> **Consigne**: Poursuivez l'article ci-dessous consacré à l'EARL de la Voie lactée, en reprenant immédiatement après sa dernière phrase.

> **Texte source**:
« Nous produisons 500 000 litres de plus sur une même surface »
À l’EARL de la Voie lactée dans l’Eure. Le sens de l’anticipation et une « très bonne pêche au travail » ont permis aux deux associés de passer de 800 000 litres à 1,3 million de litres de lait en quatre ans.
À l’EARL de la Voie lactée dans l’Eure. Le sens de l’anticipation et une « très bonne pêche au travail » ont permis aux deux associés de passer de 800 000 litres à 1,3 million de litres de lait en quatre ans.





Située au cœur du bourg de Corneuil, l’exploitation de Patrick Gauthier et de son fils Jérôme est invisible depuis la route principale. Et pourtant, les éleveurs produisent 1,3 million de litres de lait (18 % en volume B) avec un effectif moyen de 130 Prim’Holstein. Cinq hectares de prairies situés à proximité du corps de ferme servent de parcours aux vaches. Au-delà, la vue est bouchée par des maisons d’habitation. « Il ne reste plus que deux producteurs laitiers dans le canton, souligne Patrick. D’où l’intérêt d’adhérer au groupe Écolait pour échanger avec d’autres éleveurs et avoir un très bon suivi technique. » Leur passion pour l’élevage les a poussés à développer le lait. Salarié sur l’exploitation depuis 2006, Jérôme s’est installé en octobre 2013. « Je voulais préserver le patrimoine familial. » Le quota de l’EARL est alors passé de 800 000 litres à 1,1 million de litres de lait. 300 000 litres supplémentaires dont 90 % en volume A et le reste en B. Puis en 2015, les associés obtiennent de Sodiaal une rallonge de 200 000 litres de lait en volume B. La part sociale s’élève à 35 euros/1 000 l. Ce nouveau volume sera produit progressivement sur trois campagnes à raison de 70 000 l lors des deux premières et 60 000 l en 2016/-2017.

> **Lignes de données**:
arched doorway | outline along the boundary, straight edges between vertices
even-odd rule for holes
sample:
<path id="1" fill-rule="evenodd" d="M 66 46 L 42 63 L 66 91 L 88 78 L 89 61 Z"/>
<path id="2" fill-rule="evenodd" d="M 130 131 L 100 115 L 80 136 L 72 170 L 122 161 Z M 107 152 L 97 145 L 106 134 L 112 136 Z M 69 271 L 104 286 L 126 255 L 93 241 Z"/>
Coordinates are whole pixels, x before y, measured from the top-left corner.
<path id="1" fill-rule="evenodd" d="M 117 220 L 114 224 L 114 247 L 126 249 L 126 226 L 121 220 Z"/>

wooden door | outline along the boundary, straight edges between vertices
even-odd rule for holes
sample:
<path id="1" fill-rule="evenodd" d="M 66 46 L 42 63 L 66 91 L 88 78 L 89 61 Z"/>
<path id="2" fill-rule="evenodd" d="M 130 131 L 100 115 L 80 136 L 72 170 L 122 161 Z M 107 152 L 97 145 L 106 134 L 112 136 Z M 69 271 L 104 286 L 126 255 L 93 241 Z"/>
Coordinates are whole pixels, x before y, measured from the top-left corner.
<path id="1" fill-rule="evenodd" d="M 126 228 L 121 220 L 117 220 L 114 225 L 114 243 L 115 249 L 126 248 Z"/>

> **Réponse attendue**:
De 12 000 litres à 15 000 litres de lait/ha de SFP
En quatre ans, le compteur à lait de l’EARL a grimpé de 500 000 litres de lait tandis que celui des surfaces est resté bloqué à 128 ha. « Ici, il y a très peu de terres disponibles et l’hectare coûte entre 15 000 et 20 000 euros », précise Jérôme. Étant décidés à produire toute leur référence pour diluer leurs charges de structure, les éleveurs n’ont pas eu d’autres choix que d’intensifier la production par vache et à l’hectare (15 350 l/ha de SFP en 2016). Ils s’attaquent d’emblée au Talon d’Achille de l’exploitation : l’ambiance dans les bâtiments. « Jusqu’en 2013, nos 110 vaches étaient logées dans une stabulation sur aire paillée surchargée. Les comptages cellulaires descendaient rarement sous la barre des 300 000 c/ml alors qu’en 2016, ils se sont situés en moyenne à 210 000 c/ml », explique Jérôme Gauthier. L’installation de 120 logettes programmée de longue date, complétée par deux aires paillées de 150 m2 pour les vaches taries ou fragiles, et l’extension du bâtiment ont permis de résoudre les problèmes de cellules. « La production par vache a augmenté de 1 000 kg (de 8 200 à 9 200 l de moyenne économique) sans rien changer à la ration des vaches », assure Patrick.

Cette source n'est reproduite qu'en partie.